[Records from a dataset]
····················

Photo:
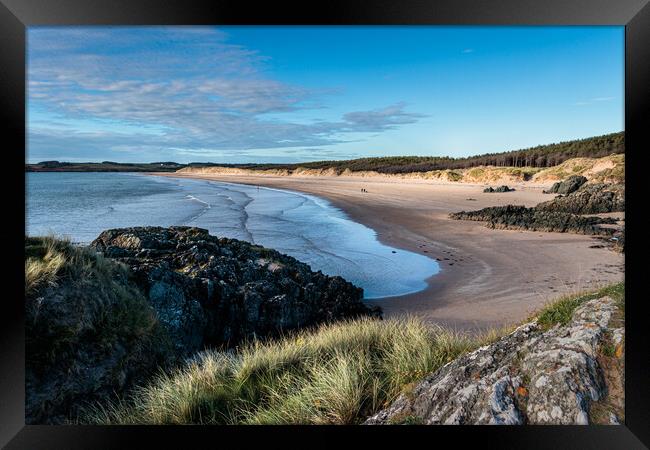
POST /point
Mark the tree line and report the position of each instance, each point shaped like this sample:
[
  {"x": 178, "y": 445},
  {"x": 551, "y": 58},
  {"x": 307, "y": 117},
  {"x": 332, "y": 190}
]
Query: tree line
[{"x": 539, "y": 156}]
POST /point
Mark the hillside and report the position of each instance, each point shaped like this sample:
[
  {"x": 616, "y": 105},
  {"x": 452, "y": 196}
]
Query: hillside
[
  {"x": 103, "y": 318},
  {"x": 610, "y": 169},
  {"x": 535, "y": 157},
  {"x": 521, "y": 164}
]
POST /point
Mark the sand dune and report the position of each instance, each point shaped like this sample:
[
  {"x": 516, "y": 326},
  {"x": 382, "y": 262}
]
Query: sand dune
[{"x": 488, "y": 277}]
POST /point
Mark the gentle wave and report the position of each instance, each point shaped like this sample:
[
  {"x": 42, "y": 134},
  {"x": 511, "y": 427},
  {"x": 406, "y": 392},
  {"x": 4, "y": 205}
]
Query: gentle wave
[{"x": 309, "y": 228}]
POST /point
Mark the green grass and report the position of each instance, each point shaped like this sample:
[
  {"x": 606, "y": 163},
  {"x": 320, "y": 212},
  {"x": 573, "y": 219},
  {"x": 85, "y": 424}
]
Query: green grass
[
  {"x": 561, "y": 310},
  {"x": 75, "y": 298},
  {"x": 338, "y": 374}
]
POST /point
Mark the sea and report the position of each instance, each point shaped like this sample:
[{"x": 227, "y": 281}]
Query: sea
[{"x": 81, "y": 205}]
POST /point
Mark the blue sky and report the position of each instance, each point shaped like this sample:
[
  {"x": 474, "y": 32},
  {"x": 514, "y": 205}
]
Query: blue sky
[{"x": 291, "y": 94}]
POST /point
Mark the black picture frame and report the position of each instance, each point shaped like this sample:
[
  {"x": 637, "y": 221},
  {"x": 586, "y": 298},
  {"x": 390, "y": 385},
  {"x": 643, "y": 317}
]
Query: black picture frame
[{"x": 16, "y": 15}]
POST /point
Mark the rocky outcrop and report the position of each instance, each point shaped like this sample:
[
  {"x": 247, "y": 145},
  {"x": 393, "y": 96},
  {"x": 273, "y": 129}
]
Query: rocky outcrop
[
  {"x": 534, "y": 219},
  {"x": 210, "y": 291},
  {"x": 90, "y": 333},
  {"x": 531, "y": 376},
  {"x": 567, "y": 186},
  {"x": 503, "y": 188},
  {"x": 589, "y": 199}
]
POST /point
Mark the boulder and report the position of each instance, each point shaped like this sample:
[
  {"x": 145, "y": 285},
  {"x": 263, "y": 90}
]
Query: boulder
[
  {"x": 503, "y": 188},
  {"x": 567, "y": 186},
  {"x": 589, "y": 199},
  {"x": 211, "y": 291},
  {"x": 531, "y": 376},
  {"x": 522, "y": 218}
]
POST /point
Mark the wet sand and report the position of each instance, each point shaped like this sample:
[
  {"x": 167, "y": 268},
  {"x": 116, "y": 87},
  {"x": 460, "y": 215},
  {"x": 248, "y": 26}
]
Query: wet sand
[{"x": 487, "y": 277}]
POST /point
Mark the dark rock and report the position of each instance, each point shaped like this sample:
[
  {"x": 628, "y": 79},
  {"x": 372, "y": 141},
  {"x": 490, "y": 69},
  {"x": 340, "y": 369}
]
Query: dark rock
[
  {"x": 531, "y": 376},
  {"x": 589, "y": 199},
  {"x": 210, "y": 291},
  {"x": 90, "y": 334},
  {"x": 523, "y": 218},
  {"x": 503, "y": 188},
  {"x": 567, "y": 186}
]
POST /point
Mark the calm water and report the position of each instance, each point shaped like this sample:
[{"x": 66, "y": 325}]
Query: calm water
[{"x": 81, "y": 205}]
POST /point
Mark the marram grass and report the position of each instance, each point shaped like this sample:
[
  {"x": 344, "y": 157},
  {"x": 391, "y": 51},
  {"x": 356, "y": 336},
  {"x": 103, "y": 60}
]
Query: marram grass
[{"x": 337, "y": 374}]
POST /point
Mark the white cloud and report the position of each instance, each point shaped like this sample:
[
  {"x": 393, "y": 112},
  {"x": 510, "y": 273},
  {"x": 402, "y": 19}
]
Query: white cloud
[{"x": 204, "y": 93}]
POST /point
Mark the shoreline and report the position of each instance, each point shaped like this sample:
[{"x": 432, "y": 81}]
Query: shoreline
[{"x": 487, "y": 278}]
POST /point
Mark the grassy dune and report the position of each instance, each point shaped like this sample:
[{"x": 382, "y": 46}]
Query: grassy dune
[
  {"x": 606, "y": 169},
  {"x": 336, "y": 374}
]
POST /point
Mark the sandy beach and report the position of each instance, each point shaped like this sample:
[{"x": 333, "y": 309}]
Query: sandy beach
[{"x": 487, "y": 277}]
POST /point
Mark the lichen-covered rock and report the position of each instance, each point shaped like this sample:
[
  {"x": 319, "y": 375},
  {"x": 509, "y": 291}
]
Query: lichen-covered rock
[
  {"x": 531, "y": 376},
  {"x": 216, "y": 291},
  {"x": 567, "y": 186}
]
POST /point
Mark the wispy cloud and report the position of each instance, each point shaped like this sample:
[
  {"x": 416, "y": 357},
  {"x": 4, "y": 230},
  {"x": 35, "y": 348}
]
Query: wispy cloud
[{"x": 203, "y": 93}]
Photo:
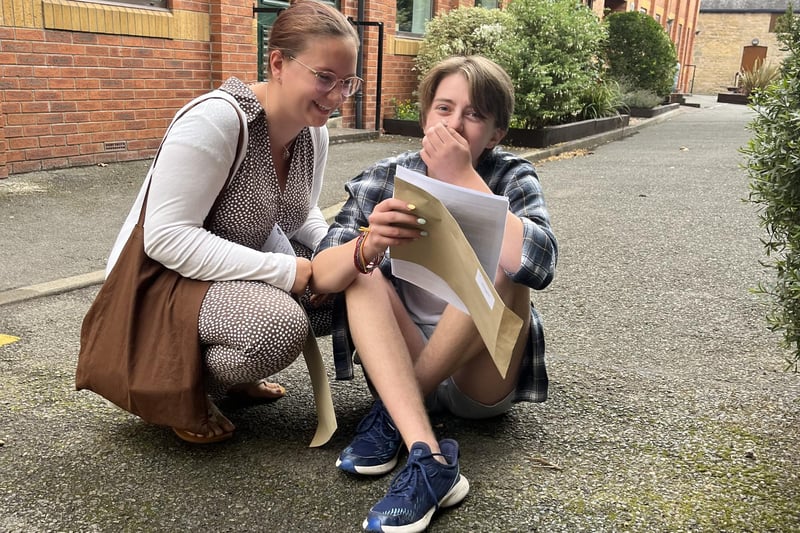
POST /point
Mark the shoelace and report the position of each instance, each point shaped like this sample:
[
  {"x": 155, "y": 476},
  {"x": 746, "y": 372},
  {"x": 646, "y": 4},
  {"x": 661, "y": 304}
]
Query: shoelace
[{"x": 405, "y": 481}]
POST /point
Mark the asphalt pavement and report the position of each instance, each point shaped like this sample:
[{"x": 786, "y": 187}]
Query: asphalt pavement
[{"x": 670, "y": 406}]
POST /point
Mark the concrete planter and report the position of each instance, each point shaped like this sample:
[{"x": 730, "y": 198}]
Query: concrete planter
[
  {"x": 733, "y": 98},
  {"x": 550, "y": 135},
  {"x": 536, "y": 138},
  {"x": 409, "y": 128},
  {"x": 650, "y": 112}
]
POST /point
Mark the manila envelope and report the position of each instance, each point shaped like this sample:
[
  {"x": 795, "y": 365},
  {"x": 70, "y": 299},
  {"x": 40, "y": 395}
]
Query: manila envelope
[{"x": 447, "y": 253}]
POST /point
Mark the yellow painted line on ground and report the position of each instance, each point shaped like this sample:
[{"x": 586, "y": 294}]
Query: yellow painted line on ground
[{"x": 7, "y": 339}]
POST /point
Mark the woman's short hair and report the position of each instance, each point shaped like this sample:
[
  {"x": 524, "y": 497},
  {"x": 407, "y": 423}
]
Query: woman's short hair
[
  {"x": 305, "y": 21},
  {"x": 490, "y": 87}
]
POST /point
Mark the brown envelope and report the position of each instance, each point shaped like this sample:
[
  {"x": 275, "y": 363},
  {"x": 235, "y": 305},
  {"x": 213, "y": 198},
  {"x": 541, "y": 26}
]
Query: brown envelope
[{"x": 447, "y": 253}]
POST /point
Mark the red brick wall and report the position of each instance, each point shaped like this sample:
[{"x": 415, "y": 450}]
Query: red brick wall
[{"x": 67, "y": 94}]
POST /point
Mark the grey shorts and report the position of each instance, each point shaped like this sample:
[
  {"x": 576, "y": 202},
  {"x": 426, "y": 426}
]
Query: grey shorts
[{"x": 448, "y": 398}]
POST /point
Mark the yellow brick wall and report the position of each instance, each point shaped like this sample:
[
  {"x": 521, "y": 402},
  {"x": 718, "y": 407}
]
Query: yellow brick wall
[{"x": 719, "y": 45}]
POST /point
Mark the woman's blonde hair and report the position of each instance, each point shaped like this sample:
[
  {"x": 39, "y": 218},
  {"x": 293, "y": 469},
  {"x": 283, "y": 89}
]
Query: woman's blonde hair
[
  {"x": 490, "y": 87},
  {"x": 304, "y": 21}
]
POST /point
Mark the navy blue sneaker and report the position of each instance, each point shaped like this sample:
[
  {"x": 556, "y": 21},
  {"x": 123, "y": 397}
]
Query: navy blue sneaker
[
  {"x": 418, "y": 490},
  {"x": 374, "y": 449}
]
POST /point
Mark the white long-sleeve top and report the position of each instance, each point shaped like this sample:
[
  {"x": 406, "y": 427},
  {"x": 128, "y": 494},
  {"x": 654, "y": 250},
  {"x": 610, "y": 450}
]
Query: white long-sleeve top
[{"x": 185, "y": 180}]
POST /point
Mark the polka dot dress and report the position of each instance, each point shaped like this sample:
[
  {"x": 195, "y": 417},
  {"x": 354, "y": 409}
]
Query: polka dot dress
[{"x": 249, "y": 329}]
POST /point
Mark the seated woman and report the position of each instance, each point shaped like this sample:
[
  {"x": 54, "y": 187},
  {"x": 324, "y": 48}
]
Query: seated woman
[{"x": 420, "y": 353}]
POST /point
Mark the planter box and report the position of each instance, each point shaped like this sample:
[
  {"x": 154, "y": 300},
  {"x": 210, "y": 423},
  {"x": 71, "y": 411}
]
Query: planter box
[
  {"x": 650, "y": 112},
  {"x": 733, "y": 98},
  {"x": 550, "y": 135},
  {"x": 409, "y": 128},
  {"x": 538, "y": 138}
]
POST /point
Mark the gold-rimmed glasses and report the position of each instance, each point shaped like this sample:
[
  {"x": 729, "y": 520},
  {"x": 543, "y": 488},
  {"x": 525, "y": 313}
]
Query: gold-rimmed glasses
[{"x": 327, "y": 81}]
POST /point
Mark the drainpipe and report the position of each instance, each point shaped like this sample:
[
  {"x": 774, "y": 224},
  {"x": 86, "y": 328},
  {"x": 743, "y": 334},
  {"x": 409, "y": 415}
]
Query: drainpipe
[{"x": 359, "y": 69}]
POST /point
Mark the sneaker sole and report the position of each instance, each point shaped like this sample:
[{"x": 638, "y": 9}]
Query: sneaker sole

····················

EXERCISE DESCRIPTION | How many lines of the records contain the string "wall", with case taken into account? Reply with the number alone.

EXERCISE OUTPUT | 4